== About this exercise ==
Given the records below, would you repeat exactly the lines that begin at the one containing "Target: purple flower" and end at the one containing "Target: orange glowing sky", inclusive?

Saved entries
..........

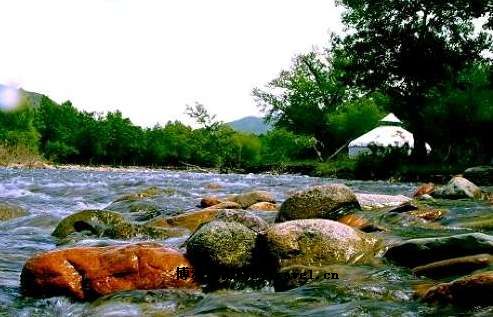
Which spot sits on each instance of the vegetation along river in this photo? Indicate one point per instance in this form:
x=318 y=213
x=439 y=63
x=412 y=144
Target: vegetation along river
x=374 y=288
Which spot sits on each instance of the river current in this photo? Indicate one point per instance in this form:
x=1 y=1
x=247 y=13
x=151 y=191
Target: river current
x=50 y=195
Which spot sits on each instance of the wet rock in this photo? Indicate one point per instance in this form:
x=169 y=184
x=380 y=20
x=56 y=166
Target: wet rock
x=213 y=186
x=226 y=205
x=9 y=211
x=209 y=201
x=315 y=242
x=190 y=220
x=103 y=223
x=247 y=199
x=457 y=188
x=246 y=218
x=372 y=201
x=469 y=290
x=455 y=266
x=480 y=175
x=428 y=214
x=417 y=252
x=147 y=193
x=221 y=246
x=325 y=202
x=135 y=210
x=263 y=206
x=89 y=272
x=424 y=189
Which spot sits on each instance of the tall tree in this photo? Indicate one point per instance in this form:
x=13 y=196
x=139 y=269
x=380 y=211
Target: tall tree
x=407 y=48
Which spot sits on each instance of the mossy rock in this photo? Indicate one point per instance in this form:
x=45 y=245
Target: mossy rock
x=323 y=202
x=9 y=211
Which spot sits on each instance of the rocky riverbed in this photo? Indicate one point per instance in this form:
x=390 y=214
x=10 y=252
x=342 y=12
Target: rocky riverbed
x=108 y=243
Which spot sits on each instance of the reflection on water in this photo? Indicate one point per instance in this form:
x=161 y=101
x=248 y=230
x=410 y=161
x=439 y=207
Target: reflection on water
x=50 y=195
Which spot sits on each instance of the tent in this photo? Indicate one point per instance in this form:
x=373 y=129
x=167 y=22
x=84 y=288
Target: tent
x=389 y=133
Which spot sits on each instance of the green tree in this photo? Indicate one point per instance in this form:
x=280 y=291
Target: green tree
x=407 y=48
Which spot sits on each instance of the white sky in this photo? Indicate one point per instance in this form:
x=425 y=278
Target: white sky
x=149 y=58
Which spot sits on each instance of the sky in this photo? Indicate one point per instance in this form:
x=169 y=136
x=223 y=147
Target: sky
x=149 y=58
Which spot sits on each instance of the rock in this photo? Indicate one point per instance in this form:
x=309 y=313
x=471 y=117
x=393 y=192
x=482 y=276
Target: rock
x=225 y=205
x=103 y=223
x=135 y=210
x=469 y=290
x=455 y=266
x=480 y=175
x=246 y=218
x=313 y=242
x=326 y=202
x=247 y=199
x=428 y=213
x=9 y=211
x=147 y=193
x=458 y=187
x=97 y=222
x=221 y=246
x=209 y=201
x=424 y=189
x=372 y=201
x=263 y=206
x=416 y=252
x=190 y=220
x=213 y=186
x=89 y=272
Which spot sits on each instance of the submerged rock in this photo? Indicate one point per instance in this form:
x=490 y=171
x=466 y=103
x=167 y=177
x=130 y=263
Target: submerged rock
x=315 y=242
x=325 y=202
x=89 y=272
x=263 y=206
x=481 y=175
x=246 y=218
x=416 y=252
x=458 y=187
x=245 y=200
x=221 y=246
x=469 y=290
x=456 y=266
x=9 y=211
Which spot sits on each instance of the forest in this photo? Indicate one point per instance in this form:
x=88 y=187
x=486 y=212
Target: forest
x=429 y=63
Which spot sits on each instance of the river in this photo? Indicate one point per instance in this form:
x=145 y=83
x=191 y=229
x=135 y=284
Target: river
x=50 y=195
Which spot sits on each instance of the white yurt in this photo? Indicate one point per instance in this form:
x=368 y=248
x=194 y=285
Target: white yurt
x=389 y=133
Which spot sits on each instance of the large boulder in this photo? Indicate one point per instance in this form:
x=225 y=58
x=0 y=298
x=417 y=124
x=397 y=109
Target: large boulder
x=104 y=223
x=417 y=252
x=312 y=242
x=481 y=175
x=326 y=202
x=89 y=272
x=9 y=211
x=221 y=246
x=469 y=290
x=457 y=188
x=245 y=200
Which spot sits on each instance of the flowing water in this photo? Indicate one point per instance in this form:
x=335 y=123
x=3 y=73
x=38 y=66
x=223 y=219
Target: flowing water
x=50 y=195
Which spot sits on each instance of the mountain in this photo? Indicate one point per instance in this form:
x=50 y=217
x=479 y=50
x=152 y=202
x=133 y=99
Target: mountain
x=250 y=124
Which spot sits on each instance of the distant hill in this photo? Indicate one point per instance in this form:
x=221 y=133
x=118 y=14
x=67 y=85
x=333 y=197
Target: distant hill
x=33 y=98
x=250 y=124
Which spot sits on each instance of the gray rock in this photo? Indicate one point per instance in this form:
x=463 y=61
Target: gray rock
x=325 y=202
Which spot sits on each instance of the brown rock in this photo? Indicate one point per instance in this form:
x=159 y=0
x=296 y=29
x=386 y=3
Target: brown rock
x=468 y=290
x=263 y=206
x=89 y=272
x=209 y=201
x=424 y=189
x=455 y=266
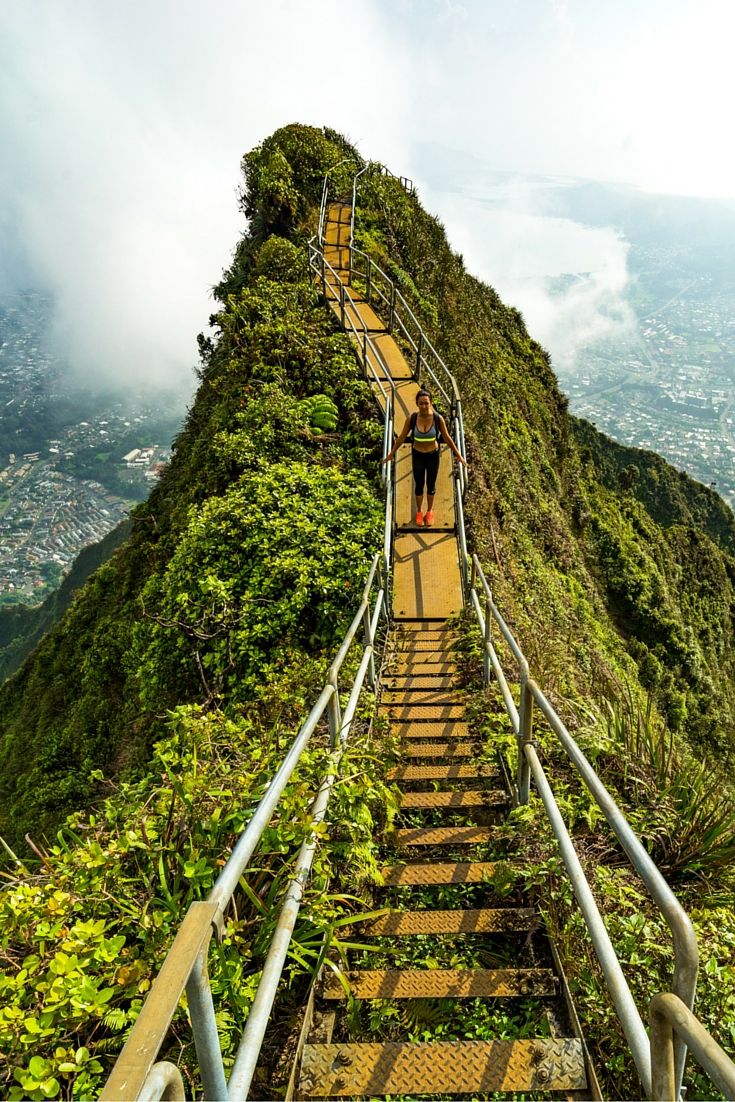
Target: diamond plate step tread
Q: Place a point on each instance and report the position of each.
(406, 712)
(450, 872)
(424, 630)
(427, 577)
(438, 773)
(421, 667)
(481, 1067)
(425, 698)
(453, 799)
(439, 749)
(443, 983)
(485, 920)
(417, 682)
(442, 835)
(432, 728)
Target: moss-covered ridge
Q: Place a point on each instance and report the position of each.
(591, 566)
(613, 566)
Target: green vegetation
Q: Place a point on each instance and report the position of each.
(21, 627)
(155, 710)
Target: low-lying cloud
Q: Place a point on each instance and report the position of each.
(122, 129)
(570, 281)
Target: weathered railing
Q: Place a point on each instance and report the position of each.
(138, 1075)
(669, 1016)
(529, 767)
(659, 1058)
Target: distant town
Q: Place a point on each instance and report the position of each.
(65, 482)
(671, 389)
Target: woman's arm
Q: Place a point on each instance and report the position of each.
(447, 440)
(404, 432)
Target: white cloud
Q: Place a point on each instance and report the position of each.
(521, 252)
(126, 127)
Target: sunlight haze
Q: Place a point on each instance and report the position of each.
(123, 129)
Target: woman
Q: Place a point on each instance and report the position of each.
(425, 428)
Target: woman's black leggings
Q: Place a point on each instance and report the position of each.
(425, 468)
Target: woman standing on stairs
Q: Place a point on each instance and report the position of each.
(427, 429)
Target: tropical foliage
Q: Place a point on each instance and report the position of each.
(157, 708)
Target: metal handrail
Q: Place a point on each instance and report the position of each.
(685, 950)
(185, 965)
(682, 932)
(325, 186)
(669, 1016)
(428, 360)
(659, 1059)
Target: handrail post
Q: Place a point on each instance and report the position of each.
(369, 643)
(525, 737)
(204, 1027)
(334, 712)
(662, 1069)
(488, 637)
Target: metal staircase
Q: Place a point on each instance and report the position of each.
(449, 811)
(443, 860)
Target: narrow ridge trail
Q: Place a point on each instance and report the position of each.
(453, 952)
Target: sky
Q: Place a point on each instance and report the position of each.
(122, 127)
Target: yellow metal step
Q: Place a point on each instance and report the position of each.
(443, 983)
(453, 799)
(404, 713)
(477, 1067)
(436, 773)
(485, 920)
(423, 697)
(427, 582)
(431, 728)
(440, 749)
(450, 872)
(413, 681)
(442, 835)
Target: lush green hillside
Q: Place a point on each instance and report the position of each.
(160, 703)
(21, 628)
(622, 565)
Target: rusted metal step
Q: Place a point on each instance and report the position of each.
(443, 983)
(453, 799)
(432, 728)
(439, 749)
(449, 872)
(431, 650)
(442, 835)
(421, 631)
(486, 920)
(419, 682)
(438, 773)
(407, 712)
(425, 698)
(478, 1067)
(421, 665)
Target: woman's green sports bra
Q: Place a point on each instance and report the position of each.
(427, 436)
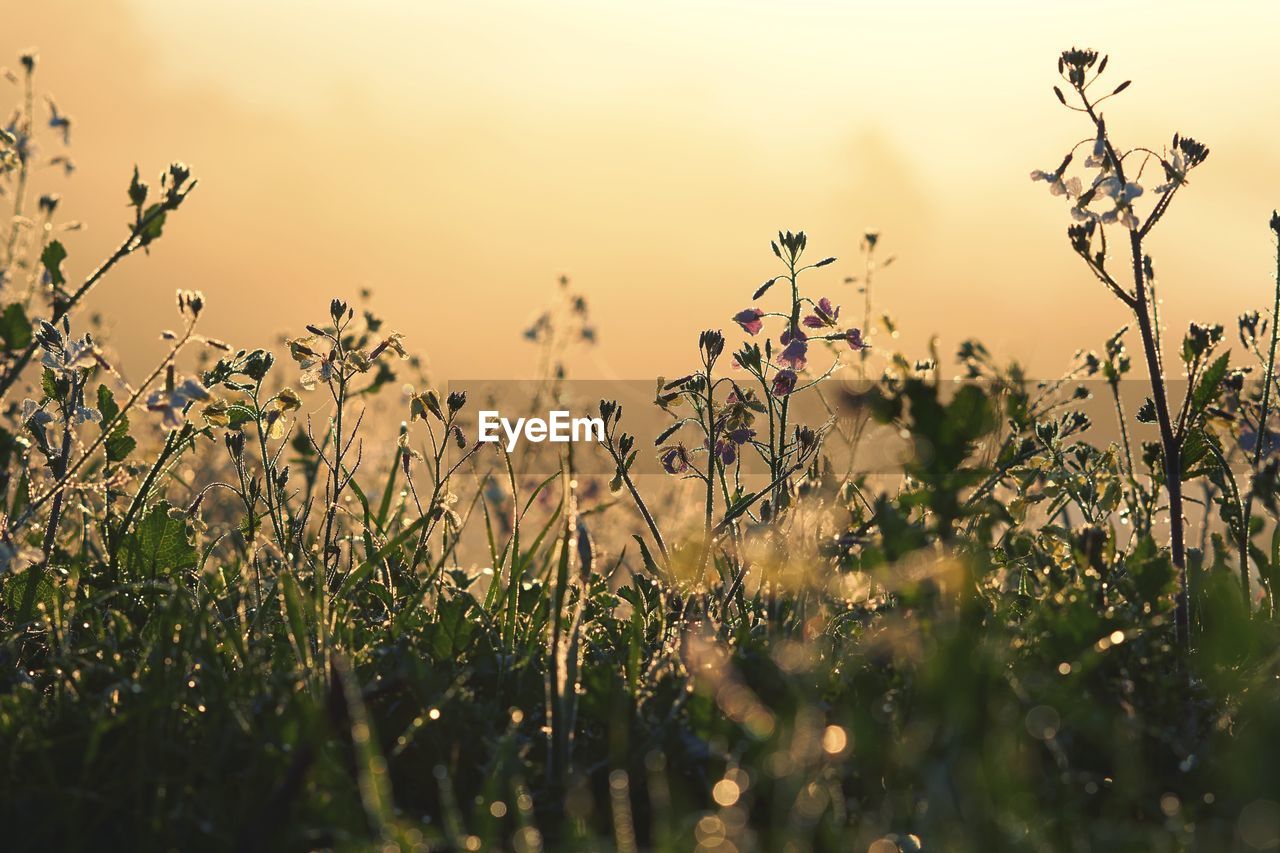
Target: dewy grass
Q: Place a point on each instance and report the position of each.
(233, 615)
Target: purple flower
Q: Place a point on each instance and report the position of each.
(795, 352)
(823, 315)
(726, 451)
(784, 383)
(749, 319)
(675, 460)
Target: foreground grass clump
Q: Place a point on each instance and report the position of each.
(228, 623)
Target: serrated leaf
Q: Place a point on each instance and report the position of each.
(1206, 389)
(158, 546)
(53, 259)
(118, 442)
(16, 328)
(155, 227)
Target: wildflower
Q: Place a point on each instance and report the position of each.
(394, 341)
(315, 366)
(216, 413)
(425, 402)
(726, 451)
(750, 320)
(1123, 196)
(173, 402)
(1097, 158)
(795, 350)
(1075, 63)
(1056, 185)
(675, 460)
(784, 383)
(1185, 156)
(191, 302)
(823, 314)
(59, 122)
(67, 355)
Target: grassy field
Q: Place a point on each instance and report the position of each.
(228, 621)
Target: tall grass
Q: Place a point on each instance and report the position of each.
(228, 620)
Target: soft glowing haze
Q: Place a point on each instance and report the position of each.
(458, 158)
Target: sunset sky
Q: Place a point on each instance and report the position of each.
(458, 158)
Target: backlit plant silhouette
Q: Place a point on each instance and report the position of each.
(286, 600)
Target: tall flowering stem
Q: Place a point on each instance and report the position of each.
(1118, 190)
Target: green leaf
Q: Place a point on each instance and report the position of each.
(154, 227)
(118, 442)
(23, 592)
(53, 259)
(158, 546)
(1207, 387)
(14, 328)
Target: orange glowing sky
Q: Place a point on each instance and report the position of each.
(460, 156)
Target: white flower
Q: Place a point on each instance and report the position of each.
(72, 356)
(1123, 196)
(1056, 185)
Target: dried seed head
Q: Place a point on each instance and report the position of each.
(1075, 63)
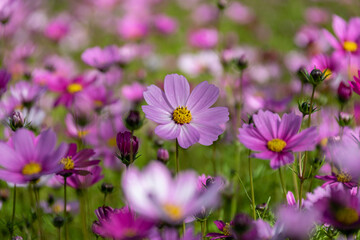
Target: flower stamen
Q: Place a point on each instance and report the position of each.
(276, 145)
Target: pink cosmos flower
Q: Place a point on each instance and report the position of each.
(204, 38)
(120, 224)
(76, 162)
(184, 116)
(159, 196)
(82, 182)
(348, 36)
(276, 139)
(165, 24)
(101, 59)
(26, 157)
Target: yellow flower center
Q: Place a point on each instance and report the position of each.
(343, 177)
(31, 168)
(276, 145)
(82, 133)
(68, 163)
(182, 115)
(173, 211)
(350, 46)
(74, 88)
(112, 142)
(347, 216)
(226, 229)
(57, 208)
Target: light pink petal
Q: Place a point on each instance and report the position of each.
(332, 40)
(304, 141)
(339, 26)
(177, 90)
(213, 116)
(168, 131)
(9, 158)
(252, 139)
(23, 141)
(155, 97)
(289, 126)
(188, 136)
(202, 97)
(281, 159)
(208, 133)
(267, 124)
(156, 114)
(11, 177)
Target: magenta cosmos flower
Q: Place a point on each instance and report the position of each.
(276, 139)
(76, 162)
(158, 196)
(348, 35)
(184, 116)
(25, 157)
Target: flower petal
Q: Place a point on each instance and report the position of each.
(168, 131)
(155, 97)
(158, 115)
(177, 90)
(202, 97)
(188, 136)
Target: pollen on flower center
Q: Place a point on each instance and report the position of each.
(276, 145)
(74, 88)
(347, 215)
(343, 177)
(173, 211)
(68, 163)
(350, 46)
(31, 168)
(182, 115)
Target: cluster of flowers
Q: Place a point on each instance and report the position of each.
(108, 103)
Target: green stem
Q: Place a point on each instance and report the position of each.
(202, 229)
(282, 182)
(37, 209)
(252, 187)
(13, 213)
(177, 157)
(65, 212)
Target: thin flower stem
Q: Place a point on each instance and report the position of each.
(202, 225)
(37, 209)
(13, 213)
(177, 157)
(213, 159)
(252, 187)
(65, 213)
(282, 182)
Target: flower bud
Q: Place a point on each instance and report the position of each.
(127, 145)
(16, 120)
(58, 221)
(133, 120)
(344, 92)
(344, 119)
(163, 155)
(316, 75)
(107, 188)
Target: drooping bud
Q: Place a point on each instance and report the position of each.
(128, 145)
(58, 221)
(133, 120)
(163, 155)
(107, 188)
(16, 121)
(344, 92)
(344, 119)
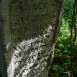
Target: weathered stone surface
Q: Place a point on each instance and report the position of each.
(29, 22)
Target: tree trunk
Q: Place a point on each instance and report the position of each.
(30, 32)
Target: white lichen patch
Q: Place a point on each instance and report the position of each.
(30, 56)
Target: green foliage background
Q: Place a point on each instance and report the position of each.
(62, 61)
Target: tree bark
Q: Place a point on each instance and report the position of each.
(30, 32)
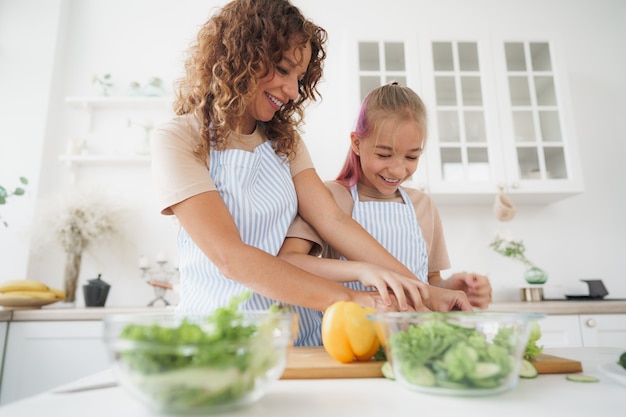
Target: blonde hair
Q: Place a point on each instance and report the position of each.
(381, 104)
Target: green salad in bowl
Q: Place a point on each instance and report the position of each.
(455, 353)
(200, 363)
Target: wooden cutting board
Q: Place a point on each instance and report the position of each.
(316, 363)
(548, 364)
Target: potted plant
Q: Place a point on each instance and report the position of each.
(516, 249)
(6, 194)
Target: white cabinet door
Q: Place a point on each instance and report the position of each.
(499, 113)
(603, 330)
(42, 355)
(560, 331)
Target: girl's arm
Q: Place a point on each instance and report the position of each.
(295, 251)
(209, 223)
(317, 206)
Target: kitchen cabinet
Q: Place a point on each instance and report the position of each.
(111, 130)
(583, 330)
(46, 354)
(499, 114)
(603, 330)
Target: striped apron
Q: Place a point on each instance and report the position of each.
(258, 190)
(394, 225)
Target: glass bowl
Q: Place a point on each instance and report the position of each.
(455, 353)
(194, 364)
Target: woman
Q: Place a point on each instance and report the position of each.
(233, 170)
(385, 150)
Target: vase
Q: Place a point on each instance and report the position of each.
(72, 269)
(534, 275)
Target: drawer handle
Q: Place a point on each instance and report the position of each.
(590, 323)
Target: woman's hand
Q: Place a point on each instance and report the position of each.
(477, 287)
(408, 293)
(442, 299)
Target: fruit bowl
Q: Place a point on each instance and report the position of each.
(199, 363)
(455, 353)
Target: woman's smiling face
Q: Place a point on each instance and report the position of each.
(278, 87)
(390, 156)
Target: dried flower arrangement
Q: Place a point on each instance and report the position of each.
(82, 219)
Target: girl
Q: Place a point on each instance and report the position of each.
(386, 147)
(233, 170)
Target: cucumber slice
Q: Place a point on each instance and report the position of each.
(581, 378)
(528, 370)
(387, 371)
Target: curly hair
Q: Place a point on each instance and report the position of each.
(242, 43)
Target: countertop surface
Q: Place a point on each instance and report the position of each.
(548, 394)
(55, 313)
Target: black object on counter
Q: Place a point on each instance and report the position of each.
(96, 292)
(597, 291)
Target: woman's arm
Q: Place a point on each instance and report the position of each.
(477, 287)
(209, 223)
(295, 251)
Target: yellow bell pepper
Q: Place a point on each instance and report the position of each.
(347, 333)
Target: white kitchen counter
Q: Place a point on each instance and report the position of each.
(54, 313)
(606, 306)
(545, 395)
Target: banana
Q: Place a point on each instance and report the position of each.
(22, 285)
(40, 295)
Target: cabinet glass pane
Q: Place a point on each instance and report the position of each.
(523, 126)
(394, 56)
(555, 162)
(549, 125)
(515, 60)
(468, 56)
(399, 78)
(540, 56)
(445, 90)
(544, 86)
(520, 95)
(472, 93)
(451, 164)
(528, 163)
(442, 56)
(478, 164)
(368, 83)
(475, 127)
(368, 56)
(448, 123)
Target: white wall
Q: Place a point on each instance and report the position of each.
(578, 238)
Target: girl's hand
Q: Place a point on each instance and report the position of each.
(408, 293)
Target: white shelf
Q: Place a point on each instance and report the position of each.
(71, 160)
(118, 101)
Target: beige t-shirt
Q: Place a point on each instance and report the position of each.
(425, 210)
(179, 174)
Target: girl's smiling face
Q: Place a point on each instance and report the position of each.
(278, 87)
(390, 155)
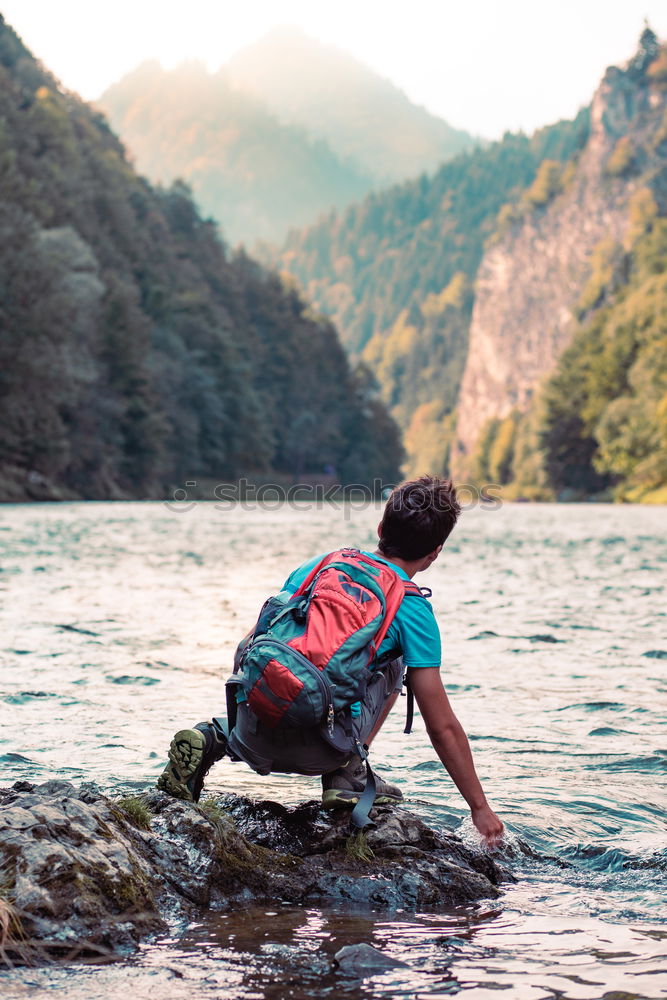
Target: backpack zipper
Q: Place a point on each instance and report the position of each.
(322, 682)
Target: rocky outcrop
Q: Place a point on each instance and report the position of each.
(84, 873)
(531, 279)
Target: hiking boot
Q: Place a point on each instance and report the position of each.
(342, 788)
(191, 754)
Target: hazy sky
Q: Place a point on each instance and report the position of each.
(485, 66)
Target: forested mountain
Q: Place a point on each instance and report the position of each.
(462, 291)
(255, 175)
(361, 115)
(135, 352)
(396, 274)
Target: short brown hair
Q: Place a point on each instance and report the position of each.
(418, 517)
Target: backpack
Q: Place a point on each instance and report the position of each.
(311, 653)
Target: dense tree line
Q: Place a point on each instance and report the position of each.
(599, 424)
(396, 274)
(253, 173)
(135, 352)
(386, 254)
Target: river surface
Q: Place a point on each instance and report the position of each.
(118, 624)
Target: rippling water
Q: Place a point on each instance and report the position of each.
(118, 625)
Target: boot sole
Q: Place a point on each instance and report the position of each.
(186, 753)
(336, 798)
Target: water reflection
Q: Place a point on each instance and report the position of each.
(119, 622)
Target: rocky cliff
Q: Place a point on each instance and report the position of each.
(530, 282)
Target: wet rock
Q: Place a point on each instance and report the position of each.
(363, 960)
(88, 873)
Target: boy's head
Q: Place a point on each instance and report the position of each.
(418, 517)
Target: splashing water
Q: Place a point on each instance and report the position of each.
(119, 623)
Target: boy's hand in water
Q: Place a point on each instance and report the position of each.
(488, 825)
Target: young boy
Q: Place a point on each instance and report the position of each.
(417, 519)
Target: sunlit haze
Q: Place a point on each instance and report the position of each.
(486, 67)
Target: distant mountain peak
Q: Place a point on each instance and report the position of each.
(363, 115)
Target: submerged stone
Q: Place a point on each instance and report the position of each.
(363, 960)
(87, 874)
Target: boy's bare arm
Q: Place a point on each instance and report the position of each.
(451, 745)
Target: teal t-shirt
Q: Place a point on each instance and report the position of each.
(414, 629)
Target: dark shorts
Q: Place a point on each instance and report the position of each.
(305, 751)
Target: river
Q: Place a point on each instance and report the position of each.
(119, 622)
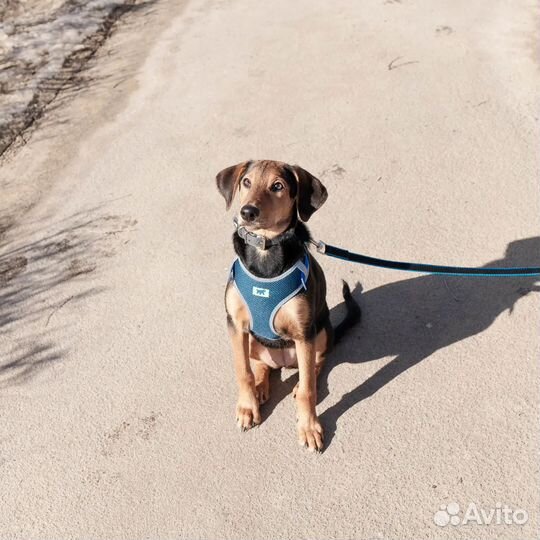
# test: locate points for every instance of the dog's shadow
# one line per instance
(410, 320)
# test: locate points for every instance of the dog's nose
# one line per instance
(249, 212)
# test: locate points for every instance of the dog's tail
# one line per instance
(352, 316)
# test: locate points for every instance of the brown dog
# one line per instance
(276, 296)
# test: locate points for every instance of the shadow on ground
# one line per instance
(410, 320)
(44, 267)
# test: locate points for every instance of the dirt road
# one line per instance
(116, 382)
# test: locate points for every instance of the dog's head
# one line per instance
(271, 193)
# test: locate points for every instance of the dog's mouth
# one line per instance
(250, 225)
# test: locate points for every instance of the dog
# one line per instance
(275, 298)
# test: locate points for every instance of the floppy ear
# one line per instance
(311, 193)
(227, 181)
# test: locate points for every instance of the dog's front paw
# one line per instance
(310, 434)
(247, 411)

..........

== Exercise answer ==
Target: purple flower
Q: Place a point on each instance and report the position of each.
(795, 352)
(823, 315)
(726, 451)
(784, 383)
(749, 319)
(675, 460)
Target: foreground grass clump
Q: Place a point on each instance and report the position of each.
(228, 623)
Target: serrated leaf
Q: Place a point on each instance and report the position of each.
(1206, 389)
(158, 546)
(53, 259)
(118, 442)
(16, 328)
(155, 227)
Target: wildflower
Q: Place a point on each instance and report the position of each.
(394, 341)
(315, 366)
(216, 413)
(425, 402)
(726, 451)
(750, 320)
(1123, 196)
(173, 402)
(1097, 158)
(795, 350)
(1075, 63)
(1056, 185)
(675, 460)
(784, 383)
(1185, 156)
(191, 302)
(823, 314)
(59, 122)
(67, 355)
Target: grassy field
Q: Place a point on each instance and report the position of each.
(228, 621)
Target: tall grass
Q: Place a point on each instance and report the position of each.
(228, 620)
Target: soft glowing haze
Q: Place a point on each instance and report the position of each.
(458, 158)
Target: sunset sky
Q: Place a point on each instance and report the position of each.
(458, 158)
Target: backlit plant silhouette
Q: Place a point on each instance and report the position of each.
(286, 600)
Target: tall flowering stem
Q: Place a point on each instance and report the position of each.
(1118, 190)
Target: green leaf
Q: Place a point on each instance and report the position of each.
(154, 227)
(118, 442)
(23, 592)
(53, 259)
(158, 546)
(1207, 387)
(14, 328)
Target: orange glowing sky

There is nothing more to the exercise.